DATA RECORDS:
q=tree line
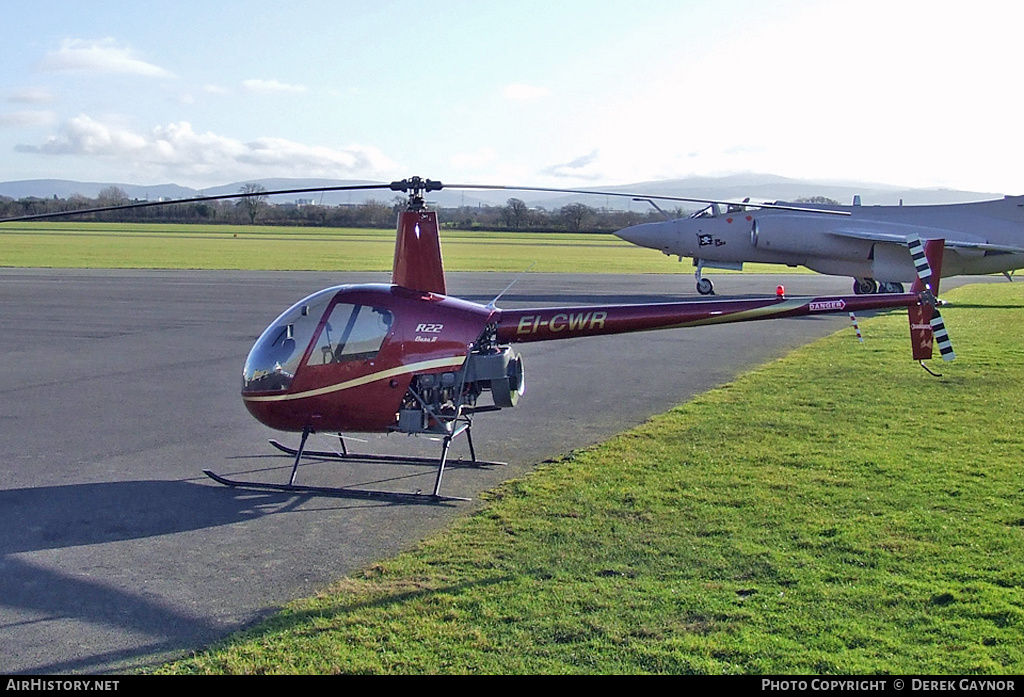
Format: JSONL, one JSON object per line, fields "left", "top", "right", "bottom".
{"left": 0, "top": 185, "right": 679, "bottom": 233}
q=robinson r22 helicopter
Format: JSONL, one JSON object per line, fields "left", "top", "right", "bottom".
{"left": 0, "top": 177, "right": 955, "bottom": 502}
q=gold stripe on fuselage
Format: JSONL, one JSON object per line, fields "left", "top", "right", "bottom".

WHAT TO DO: Output nothing but the lines from the one containing "q=gold stripe on fuselage" to the end of the listing, both of those included, exactly as given.

RESULT FOR THIS TASK:
q=gold stripe on fuselage
Format: JSONL, one JSON object per line, fields "left", "top", "right", "bottom".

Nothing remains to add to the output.